### Requests
**a.** Write out the data preparation section, beginning at the words "genres_to_keep = genre_counts[genre_counts" and stopping after the words "# STEP 2: ASSEMBLING FEATURE MATRIX (X)".
**b.** Name each of the numbered steps in the data preparation section's bold-labeled list.

### Text section
↓↓↓
This single, comprehensive code cell performs all the necessary steps to prepare the data for machine learning:
1.  **Filter Genres**: Removes genres with fewer than 10 samples to ensure statistical validity.
2.  **Assemble Feature Matrix (X)**:
    *   Extracts 14 simple numerical features.
    *   Parses and flattens 334 array-based features (MFCC, Chroma, etc.).
    *   Combines them into a final feature matrix `X` of shape `(n_samples, 348)`.
3.  **Encode Target Labels (y)**: Converts the 20 genre strings into integer labels.
4.  **Split Data**: Performs a stratified 70/15/15 split for training, validation, and test sets.
5.  **Scale Features**: Applies `StandardScaler` to the feature sets to normalize their ranges.

In [13]:
def prepare_data(df_tracks):
    """
    A comprehensive function to process the raw track data into ML-ready datasets.
    """
    # ======================================================================
    # STEP 1: FILTERING GENRES
    # ======================================================================
    print("="*70)
    print("STEP 1: FILTERING GENRES")
    print("="*70)
    print("Filtering to genres with at least 10 samples...")
    genre_counts = df_tracks['genre'].value_counts()
    genres_to_keep = genre_counts[genre_counts >= 10].index
    df_filtered = df_tracks[df_tracks['genre'].isin(genres_to_keep)].copy()
    print(f"Genres before filtering: {len(genre_counts)}")
    print(f"Genres after filtering:  {len(genres_to_keep)}")
    print(f"Tracks remaining: {len(df_filtered):,}")

    # ======================================================================
    # STEP 2: ASSEMBLING FEATURE MATRIX (X)
    # ======================================================================
    print("\n" + "="*70)
    print("STEP 2: ASSEMBLING FEATURE MATRIX (X)")
    print("="*70)
    
    # Define feature columns
    global numerical_feature_cols, array_feature_cols, feature_names
    numerical_feature_cols = [
        'duration', 'tempo', 'spec_centroid_mean', 'spec_centroid_std',
        'spec_bandwidth_mean', 'spec_bandwidth_std', 'spec_rolloff_mean',
        'spec_rolloff_std', 'zero_crossing_mean', 'zero_crossing_std',
        'rms_mean', 'rms_std', 'beat_count', 'beat_tempo'
    ]
    array_feature_cols = {
        'mfcc_mean': 20, 'mfcc_std': 20, 'chroma_mean': 12, 'chroma_std': 12,
        'mel_spec_mean': 128, 'mel_spec_std': 128, 'spec_contrast_mean': 7, 'spec_contrast_std': 7
    }
    
    # Extract simple numerical features
    X_numerical = df_filtered[numerical_feature_cols].values
    print(f"Extracted {X_numerical.shape[1]} simple numerical features.")

    # Function to safely parse string representations of lists/arrays
    def parse_array(s):
        try:
            return np.array(ast.literal_eval(s))
↑↑↑
### Information supplied
↓↓↓
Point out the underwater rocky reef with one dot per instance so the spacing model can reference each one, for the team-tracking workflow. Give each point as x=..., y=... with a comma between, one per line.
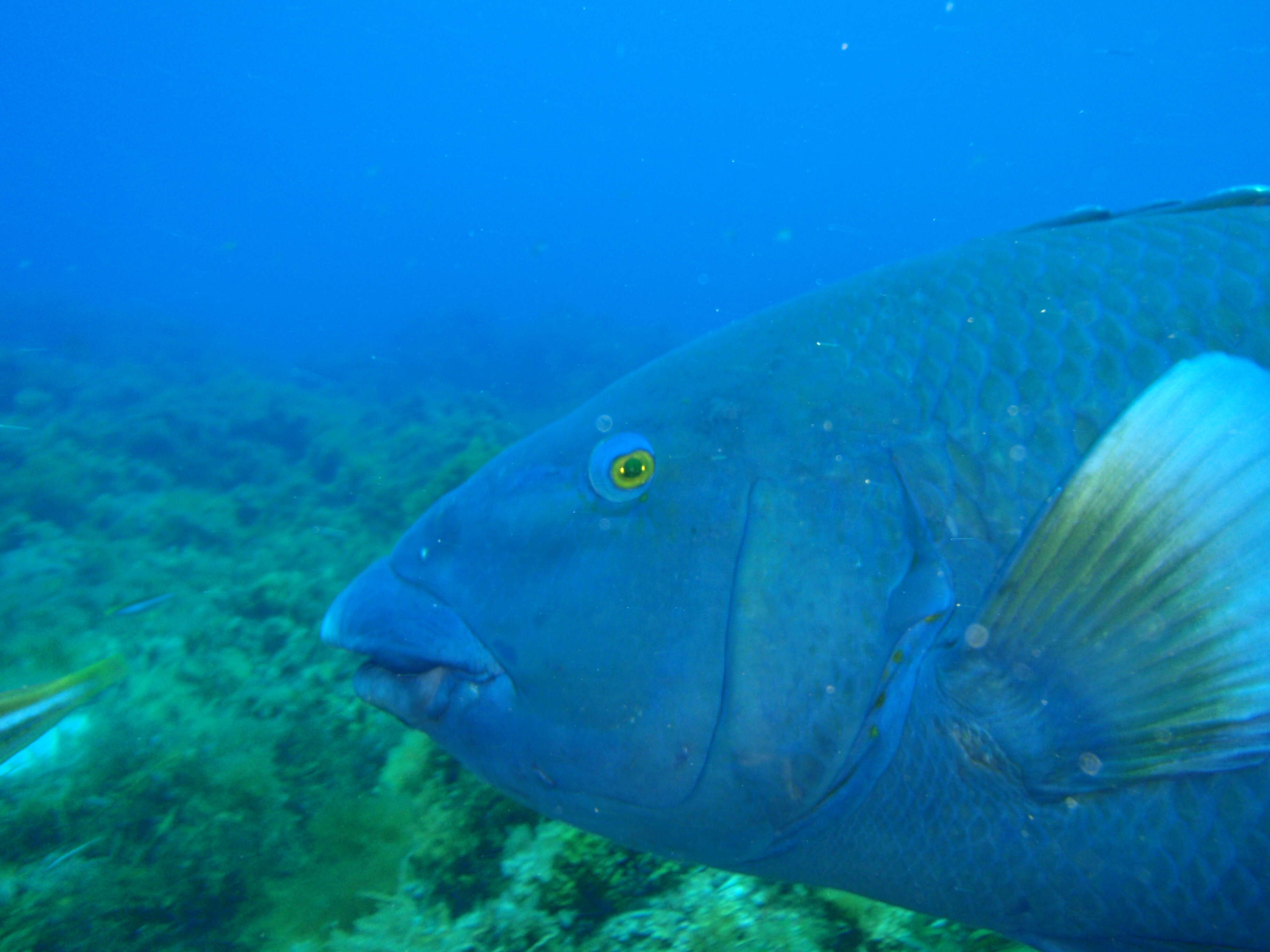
x=232, y=794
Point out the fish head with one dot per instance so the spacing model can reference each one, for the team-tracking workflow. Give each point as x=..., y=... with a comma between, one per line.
x=562, y=634
x=635, y=612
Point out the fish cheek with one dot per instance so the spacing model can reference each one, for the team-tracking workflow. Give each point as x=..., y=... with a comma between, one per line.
x=807, y=639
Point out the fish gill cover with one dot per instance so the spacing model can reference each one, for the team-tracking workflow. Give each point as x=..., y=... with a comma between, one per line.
x=275, y=277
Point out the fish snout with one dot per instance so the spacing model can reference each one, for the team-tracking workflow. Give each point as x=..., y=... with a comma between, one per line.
x=417, y=645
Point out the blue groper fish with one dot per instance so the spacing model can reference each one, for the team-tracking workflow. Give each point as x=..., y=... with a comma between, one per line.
x=948, y=586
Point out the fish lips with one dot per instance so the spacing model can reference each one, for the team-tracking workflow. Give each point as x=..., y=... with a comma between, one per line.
x=420, y=649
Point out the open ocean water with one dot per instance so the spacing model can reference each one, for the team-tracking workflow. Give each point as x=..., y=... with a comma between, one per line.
x=275, y=277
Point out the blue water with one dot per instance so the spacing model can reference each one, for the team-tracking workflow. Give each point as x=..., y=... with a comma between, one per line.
x=277, y=276
x=305, y=176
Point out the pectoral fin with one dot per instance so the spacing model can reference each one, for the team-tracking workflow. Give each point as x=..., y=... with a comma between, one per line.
x=1129, y=639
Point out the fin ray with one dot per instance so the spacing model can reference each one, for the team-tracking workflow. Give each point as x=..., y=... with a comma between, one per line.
x=1131, y=635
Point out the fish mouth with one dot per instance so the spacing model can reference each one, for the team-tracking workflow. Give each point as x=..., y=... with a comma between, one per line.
x=420, y=650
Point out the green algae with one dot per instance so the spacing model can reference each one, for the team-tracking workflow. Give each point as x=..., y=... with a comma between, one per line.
x=232, y=794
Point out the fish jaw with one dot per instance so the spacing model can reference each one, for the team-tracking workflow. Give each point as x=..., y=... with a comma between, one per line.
x=418, y=648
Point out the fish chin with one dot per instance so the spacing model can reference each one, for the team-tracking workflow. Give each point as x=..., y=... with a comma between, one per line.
x=418, y=700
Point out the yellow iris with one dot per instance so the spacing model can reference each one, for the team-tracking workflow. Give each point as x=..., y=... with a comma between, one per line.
x=633, y=470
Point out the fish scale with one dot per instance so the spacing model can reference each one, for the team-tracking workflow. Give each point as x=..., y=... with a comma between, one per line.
x=1062, y=322
x=1080, y=338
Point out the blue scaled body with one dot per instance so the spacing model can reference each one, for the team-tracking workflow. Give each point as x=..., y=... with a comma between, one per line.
x=944, y=586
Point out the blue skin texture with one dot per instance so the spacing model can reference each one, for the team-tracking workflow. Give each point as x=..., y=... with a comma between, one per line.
x=756, y=662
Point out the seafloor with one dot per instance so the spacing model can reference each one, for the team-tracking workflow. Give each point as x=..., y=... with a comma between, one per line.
x=232, y=794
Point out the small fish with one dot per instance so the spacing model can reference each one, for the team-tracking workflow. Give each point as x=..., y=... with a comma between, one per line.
x=972, y=616
x=139, y=607
x=26, y=714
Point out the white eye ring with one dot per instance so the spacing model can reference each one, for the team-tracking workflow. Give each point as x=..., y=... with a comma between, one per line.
x=602, y=460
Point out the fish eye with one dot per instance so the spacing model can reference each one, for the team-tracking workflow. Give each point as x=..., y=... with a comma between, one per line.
x=621, y=466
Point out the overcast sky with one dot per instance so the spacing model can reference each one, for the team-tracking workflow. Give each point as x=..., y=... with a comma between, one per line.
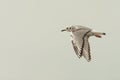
x=33, y=48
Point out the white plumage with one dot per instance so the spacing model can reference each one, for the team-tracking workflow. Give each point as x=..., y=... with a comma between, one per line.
x=80, y=35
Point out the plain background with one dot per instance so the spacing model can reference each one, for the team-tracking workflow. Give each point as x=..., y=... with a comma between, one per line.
x=33, y=48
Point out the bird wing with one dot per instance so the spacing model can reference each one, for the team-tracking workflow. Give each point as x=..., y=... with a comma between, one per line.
x=86, y=49
x=81, y=39
x=76, y=49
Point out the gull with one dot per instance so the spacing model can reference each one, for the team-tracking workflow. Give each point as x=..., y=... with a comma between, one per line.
x=80, y=35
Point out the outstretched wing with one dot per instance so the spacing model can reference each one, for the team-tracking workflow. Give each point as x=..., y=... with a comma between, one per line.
x=86, y=50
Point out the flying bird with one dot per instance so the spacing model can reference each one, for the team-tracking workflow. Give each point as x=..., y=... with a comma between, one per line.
x=80, y=35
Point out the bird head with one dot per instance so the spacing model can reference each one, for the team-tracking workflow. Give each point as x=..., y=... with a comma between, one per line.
x=70, y=29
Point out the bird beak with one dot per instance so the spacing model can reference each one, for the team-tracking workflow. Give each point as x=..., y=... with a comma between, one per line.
x=63, y=30
x=99, y=35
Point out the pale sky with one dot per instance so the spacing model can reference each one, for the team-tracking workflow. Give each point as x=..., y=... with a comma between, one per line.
x=33, y=48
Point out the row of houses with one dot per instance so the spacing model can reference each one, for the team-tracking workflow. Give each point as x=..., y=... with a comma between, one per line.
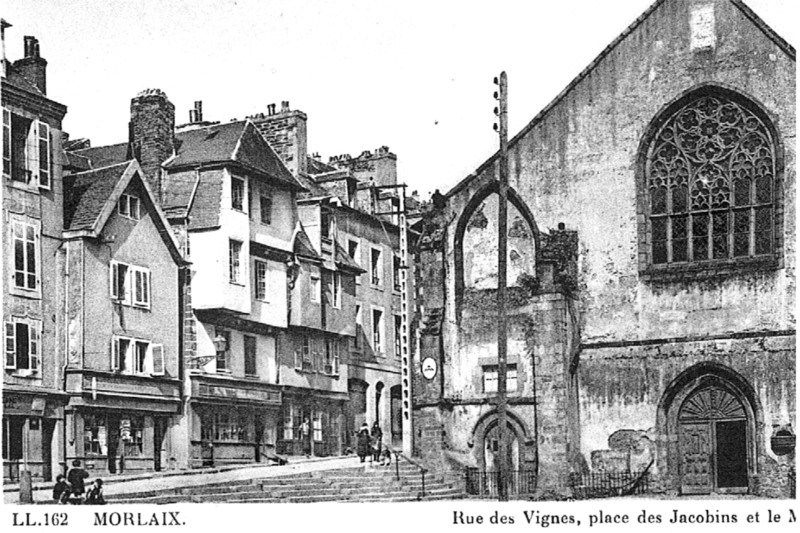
x=198, y=294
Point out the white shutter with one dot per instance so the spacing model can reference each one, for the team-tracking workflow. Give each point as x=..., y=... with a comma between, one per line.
x=11, y=345
x=115, y=355
x=32, y=153
x=157, y=358
x=6, y=142
x=34, y=348
x=44, y=155
x=114, y=277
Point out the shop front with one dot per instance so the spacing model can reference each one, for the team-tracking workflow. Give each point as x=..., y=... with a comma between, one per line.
x=32, y=423
x=232, y=421
x=312, y=423
x=122, y=424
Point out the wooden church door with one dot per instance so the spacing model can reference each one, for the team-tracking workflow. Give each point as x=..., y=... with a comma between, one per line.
x=712, y=441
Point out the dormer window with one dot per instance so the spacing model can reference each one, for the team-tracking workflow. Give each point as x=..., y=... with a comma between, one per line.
x=26, y=150
x=129, y=207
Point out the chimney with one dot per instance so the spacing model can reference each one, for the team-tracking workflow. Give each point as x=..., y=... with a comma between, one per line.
x=152, y=134
x=3, y=26
x=285, y=131
x=32, y=66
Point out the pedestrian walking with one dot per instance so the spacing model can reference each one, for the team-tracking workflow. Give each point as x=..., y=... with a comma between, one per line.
x=377, y=441
x=76, y=478
x=363, y=442
x=61, y=490
x=95, y=494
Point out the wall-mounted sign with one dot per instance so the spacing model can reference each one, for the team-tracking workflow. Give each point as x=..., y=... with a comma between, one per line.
x=429, y=368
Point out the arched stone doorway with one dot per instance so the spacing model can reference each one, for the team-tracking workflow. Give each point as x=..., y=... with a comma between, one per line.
x=521, y=453
x=709, y=418
x=712, y=437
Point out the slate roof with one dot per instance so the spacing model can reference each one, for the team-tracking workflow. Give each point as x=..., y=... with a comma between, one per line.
x=87, y=194
x=103, y=156
x=15, y=78
x=239, y=142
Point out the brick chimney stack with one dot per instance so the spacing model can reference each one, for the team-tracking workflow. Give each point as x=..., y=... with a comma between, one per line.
x=152, y=134
x=32, y=66
x=285, y=131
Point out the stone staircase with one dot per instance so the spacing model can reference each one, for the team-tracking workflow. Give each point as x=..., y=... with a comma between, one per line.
x=359, y=484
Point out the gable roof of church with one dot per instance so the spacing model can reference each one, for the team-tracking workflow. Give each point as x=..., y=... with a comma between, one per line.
x=779, y=41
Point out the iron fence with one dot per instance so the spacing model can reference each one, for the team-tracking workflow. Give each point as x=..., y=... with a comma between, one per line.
x=486, y=484
x=607, y=484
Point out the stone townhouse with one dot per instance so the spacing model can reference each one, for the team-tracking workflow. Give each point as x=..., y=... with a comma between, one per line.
x=33, y=260
x=651, y=270
x=122, y=306
x=231, y=203
x=338, y=212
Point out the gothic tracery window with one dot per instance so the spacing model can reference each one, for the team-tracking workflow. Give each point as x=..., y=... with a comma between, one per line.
x=710, y=178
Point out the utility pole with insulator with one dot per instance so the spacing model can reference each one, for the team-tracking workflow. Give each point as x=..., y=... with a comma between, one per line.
x=501, y=95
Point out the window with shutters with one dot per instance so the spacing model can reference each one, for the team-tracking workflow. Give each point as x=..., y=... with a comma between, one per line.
x=250, y=356
x=237, y=193
x=130, y=285
x=27, y=155
x=23, y=346
x=377, y=331
x=129, y=206
x=137, y=356
x=235, y=262
x=25, y=238
x=711, y=186
x=261, y=283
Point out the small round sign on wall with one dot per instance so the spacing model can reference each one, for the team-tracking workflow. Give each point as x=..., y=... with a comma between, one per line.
x=429, y=368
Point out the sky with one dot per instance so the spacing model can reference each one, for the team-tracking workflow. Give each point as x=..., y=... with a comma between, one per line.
x=415, y=76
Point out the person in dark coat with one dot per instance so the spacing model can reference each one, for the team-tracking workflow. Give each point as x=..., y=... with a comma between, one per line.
x=61, y=490
x=76, y=478
x=363, y=442
x=377, y=439
x=95, y=494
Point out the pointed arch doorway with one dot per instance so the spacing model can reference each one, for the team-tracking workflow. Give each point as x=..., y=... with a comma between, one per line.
x=712, y=442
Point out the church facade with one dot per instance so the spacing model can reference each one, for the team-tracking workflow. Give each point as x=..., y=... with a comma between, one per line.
x=651, y=271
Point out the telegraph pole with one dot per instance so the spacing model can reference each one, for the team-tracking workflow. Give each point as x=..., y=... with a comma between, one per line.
x=502, y=274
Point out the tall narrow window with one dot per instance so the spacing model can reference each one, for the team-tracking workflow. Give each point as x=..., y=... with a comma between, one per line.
x=223, y=356
x=250, y=355
x=261, y=280
x=710, y=176
x=235, y=261
x=354, y=251
x=23, y=345
x=237, y=193
x=26, y=255
x=266, y=209
x=44, y=155
x=398, y=335
x=336, y=290
x=315, y=288
x=377, y=331
x=396, y=272
x=376, y=267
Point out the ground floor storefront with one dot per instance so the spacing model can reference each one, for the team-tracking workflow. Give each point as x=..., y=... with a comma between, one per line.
x=119, y=424
x=230, y=420
x=33, y=426
x=312, y=423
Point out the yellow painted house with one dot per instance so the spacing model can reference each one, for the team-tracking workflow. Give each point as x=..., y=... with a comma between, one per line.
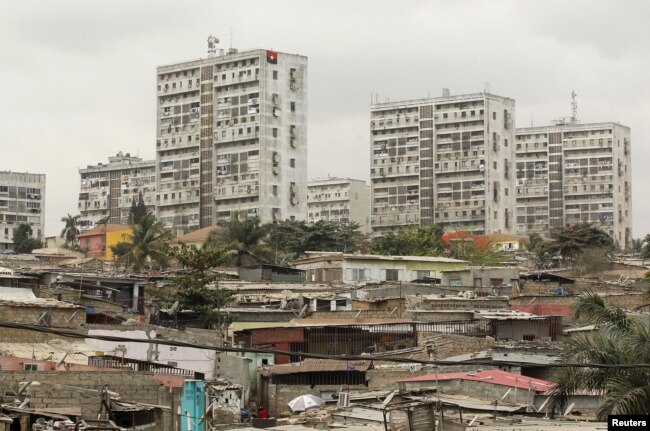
x=97, y=241
x=361, y=269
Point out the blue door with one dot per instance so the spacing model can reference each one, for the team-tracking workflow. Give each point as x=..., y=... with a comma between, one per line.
x=192, y=406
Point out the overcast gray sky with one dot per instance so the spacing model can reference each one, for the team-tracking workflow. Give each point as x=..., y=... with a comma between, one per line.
x=77, y=78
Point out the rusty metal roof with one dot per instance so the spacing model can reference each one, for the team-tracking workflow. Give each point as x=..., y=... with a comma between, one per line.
x=317, y=366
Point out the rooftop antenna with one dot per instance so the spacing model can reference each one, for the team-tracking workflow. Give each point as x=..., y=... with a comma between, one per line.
x=574, y=108
x=212, y=46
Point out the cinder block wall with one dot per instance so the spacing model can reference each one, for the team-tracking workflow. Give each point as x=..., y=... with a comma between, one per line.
x=278, y=396
x=30, y=315
x=82, y=388
x=72, y=295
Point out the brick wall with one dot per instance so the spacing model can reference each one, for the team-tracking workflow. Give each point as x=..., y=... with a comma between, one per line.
x=80, y=389
x=386, y=379
x=617, y=299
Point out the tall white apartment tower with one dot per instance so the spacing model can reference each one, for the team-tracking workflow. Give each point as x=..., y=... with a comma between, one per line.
x=107, y=190
x=445, y=160
x=22, y=200
x=573, y=173
x=232, y=138
x=341, y=200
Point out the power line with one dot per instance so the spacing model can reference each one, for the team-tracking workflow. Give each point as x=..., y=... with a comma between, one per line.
x=368, y=357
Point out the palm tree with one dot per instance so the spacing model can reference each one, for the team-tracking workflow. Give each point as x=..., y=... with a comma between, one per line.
x=245, y=238
x=71, y=230
x=148, y=241
x=620, y=342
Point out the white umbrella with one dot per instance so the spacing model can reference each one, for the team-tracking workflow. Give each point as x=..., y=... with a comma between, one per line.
x=304, y=402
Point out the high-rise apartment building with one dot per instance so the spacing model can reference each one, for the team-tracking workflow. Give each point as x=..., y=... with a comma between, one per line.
x=107, y=190
x=573, y=173
x=342, y=200
x=232, y=138
x=445, y=160
x=22, y=200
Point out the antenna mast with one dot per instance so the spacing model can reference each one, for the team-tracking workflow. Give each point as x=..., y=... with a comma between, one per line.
x=574, y=108
x=212, y=46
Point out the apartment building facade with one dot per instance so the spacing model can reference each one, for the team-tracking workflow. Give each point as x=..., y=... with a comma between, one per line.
x=107, y=190
x=444, y=160
x=573, y=173
x=342, y=200
x=22, y=200
x=232, y=138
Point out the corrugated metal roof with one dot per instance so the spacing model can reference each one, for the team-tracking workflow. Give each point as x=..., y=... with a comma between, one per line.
x=496, y=377
x=54, y=350
x=434, y=259
x=37, y=302
x=309, y=321
x=318, y=365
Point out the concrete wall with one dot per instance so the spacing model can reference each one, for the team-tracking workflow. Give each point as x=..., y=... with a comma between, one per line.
x=406, y=270
x=446, y=345
x=277, y=397
x=58, y=317
x=190, y=358
x=629, y=300
x=487, y=276
x=73, y=296
x=237, y=370
x=26, y=336
x=81, y=388
x=482, y=390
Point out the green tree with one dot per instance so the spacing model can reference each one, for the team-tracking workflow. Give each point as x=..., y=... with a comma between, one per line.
x=120, y=250
x=482, y=254
x=413, y=240
x=636, y=246
x=138, y=210
x=71, y=229
x=569, y=241
x=198, y=289
x=591, y=261
x=296, y=237
x=620, y=342
x=645, y=252
x=23, y=241
x=245, y=238
x=147, y=242
x=535, y=242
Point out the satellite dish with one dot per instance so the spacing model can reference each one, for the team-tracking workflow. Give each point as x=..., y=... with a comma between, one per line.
x=174, y=308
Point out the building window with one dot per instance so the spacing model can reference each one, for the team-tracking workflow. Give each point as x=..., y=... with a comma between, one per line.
x=357, y=274
x=392, y=275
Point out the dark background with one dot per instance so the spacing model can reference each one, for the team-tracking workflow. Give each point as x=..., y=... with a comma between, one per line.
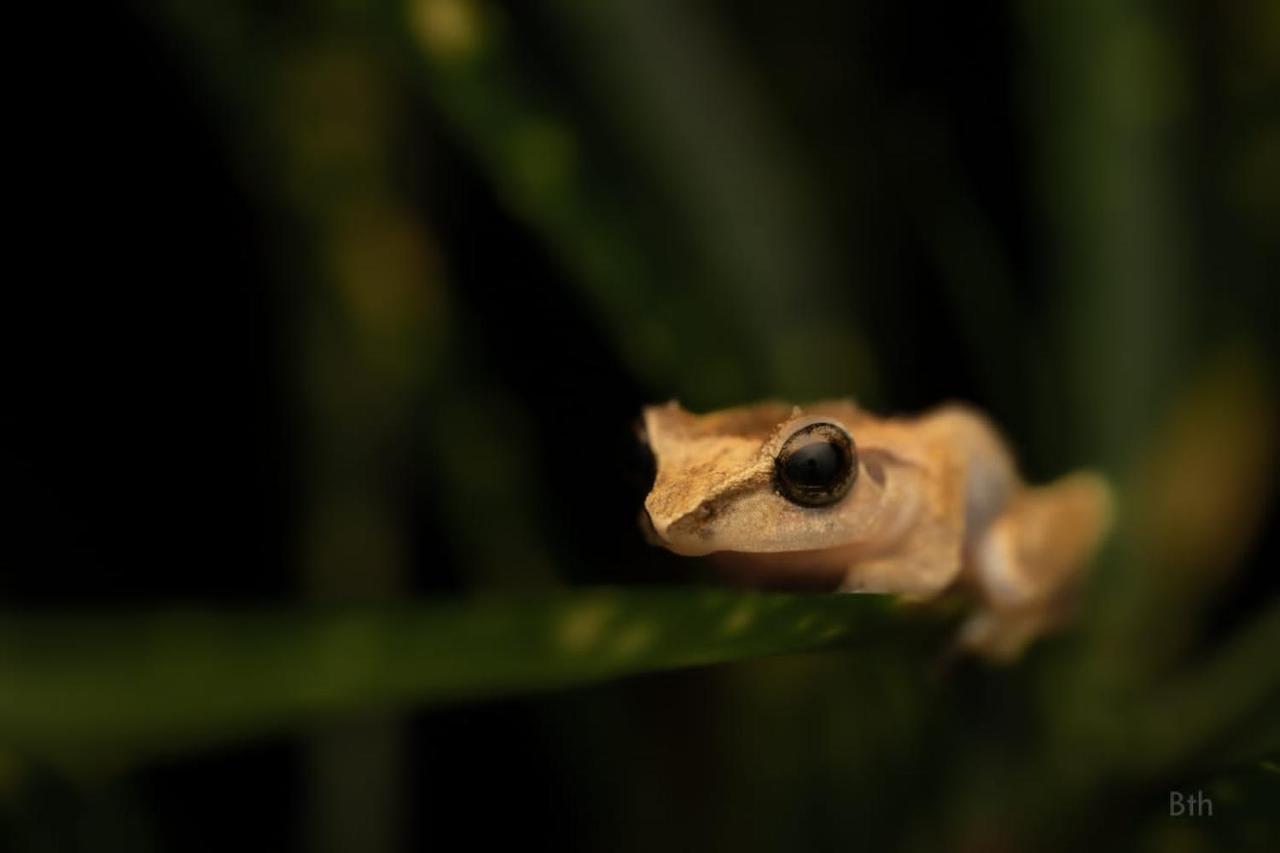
x=164, y=420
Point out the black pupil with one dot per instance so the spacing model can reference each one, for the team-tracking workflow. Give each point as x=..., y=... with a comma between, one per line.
x=816, y=465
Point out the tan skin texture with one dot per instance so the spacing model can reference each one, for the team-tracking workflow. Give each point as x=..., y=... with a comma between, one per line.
x=936, y=503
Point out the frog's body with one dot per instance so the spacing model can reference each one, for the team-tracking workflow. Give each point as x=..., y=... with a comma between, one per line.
x=914, y=506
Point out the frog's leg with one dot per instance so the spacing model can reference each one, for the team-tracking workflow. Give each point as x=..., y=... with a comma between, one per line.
x=1029, y=560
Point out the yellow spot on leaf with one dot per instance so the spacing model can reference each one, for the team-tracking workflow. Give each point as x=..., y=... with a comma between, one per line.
x=447, y=28
x=580, y=629
x=634, y=639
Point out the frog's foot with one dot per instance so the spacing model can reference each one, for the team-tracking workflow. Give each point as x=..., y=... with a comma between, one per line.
x=1032, y=559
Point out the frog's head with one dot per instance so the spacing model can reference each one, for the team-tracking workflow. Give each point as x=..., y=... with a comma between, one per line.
x=757, y=479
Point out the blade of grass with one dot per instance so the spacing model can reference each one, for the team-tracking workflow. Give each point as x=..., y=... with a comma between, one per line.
x=179, y=678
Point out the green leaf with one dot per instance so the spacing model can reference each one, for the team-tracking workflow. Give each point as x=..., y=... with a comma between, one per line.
x=174, y=678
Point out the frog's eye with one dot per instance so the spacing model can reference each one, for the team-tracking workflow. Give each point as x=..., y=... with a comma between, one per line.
x=817, y=465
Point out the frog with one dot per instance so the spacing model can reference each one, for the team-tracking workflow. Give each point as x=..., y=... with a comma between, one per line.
x=830, y=496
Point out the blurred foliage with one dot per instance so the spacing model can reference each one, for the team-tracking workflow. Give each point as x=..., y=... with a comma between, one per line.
x=727, y=201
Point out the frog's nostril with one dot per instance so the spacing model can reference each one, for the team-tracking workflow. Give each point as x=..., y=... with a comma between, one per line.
x=647, y=529
x=643, y=464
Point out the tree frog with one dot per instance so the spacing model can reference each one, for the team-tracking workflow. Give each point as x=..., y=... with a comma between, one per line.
x=832, y=496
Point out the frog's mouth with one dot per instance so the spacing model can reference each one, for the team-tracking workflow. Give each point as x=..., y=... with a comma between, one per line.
x=681, y=543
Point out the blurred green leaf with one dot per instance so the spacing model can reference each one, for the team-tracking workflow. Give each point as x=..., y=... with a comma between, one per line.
x=173, y=678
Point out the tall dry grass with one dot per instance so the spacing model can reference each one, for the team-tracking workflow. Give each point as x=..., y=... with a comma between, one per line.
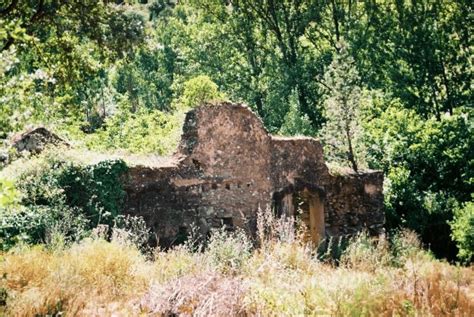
↑↑↑
### Exercise solutions
**a.**
genres_to_keep = genre_counts[genre_counts >= 10].index
    df_filtered = df_tracks[df_tracks['genre'].isin(genres_to_keep)].copy()
    print(f"Genres before filtering: {len(genre_counts)}")
    print(f"Genres after filtering:  {len(genres_to_keep)}")
    print(f"Tracks remaining: {len(df_filtered):,}")

    # ======================================================================
    # STEP 2: ASSEMBLING FEATURE MATRIX (X)

**b.**
1. Filter Genres
2. Assemble Feature Matrix (X)
3. Encode Target Labels (y)
4. Split Data
5. Scale Features